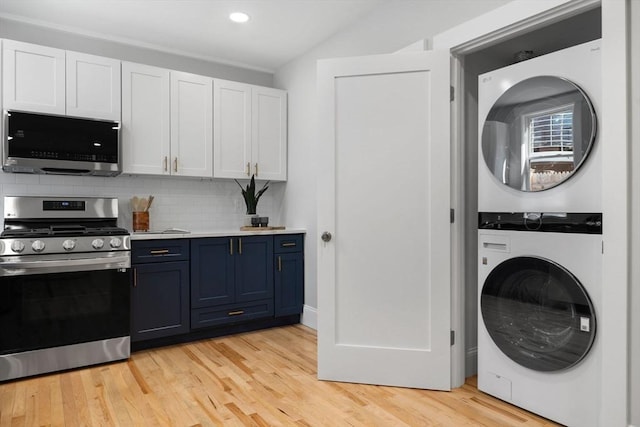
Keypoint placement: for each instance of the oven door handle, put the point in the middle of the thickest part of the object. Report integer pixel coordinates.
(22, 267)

...

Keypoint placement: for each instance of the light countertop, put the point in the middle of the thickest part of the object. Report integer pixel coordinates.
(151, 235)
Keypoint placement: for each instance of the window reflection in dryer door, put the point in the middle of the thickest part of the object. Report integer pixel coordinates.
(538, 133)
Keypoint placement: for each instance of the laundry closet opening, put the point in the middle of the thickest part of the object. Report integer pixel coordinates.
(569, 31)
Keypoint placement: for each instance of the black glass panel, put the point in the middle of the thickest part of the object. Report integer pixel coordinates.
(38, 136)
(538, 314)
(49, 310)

__Problem description__: Locate every line in the listing above that contains the word "Report", and copy each of those lines in full.

__Written answer__:
Keypoint placement: for each instance of the oven door handle, put the point in the middle of the thickest part of the object. Report integer pixel coordinates.
Keypoint placement: for each instance of the light countertop, put the point in the middle of the thickest part of the object. Report integer pixel coordinates.
Keypoint placement: for each instance of the window reflection in dryer door, put the point in the middle of the thickest part of the object. Report integer pixel coordinates.
Keypoint placement: for each instance of the laundry closet opening, put the point in the middle of the thickest part of the object. Report integer pixel coordinates.
Keypoint placement: for each instance of the black glass panel, put the point in the middle of the thickest part of the object. Report integer pixel coordinates.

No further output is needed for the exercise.